▸ **Task to complete**
Print the listing in full, with no character changed.

▸ **Data records**

=== Begin Enclosure ===

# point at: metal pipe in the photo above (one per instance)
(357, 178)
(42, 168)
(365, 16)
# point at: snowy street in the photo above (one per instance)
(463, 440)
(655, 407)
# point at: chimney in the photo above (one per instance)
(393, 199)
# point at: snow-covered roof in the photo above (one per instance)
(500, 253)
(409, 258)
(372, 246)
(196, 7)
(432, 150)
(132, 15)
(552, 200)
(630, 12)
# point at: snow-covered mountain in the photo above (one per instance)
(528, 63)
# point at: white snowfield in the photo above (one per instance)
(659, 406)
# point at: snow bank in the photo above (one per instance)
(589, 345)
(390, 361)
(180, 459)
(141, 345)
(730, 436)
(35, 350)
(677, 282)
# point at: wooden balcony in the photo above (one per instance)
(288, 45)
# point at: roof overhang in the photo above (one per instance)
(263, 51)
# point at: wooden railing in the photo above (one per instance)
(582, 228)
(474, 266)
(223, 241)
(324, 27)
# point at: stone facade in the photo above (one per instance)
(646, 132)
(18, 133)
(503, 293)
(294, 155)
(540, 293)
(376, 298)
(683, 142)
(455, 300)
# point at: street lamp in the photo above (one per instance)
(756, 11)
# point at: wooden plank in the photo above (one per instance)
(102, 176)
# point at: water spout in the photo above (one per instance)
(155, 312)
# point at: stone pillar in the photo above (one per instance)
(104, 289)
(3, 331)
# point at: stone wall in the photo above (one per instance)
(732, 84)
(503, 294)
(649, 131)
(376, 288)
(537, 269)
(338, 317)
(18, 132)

=== End Enclosure ===

▸ **Response area**
# point at: metal pipe in the photo above (one per instance)
(357, 178)
(42, 168)
(365, 16)
# point at: snowy street in the photo above (one per instance)
(463, 440)
(655, 407)
# point at: chimney in the photo above (one per instance)
(393, 199)
# point at: snow-covered roof in the photo above (one per instance)
(500, 253)
(409, 258)
(372, 246)
(196, 7)
(432, 150)
(132, 15)
(552, 200)
(630, 12)
# point at: snow-covered mountain in the photo above (one per instance)
(528, 63)
# point at: white snowfield in the photo above (one per instance)
(659, 406)
# point at: snow bank in the photo above (one per instance)
(589, 345)
(390, 361)
(180, 459)
(141, 345)
(730, 436)
(35, 350)
(677, 282)
# point at: wooden balcony in the photo above (one per instance)
(288, 45)
# point at: roof overhang in the photo above (one per instance)
(263, 51)
# point at: wooden railing in the photo above (one per instance)
(582, 228)
(474, 266)
(223, 241)
(324, 27)
# point at: stone facade in the photo above (one per instance)
(646, 132)
(18, 133)
(503, 293)
(294, 155)
(540, 293)
(376, 298)
(683, 142)
(455, 300)
# point at: street lamp in the photo above (one per instance)
(756, 11)
# point at: wooden plank in the photo above (one per instance)
(102, 176)
# point at: water spout in the photo above (one per instance)
(155, 312)
# point at: stone pillar in the photo above (one per instance)
(104, 289)
(3, 331)
# point at: stone wall in the photo above (one per instance)
(732, 84)
(503, 294)
(649, 131)
(376, 288)
(537, 269)
(338, 317)
(18, 132)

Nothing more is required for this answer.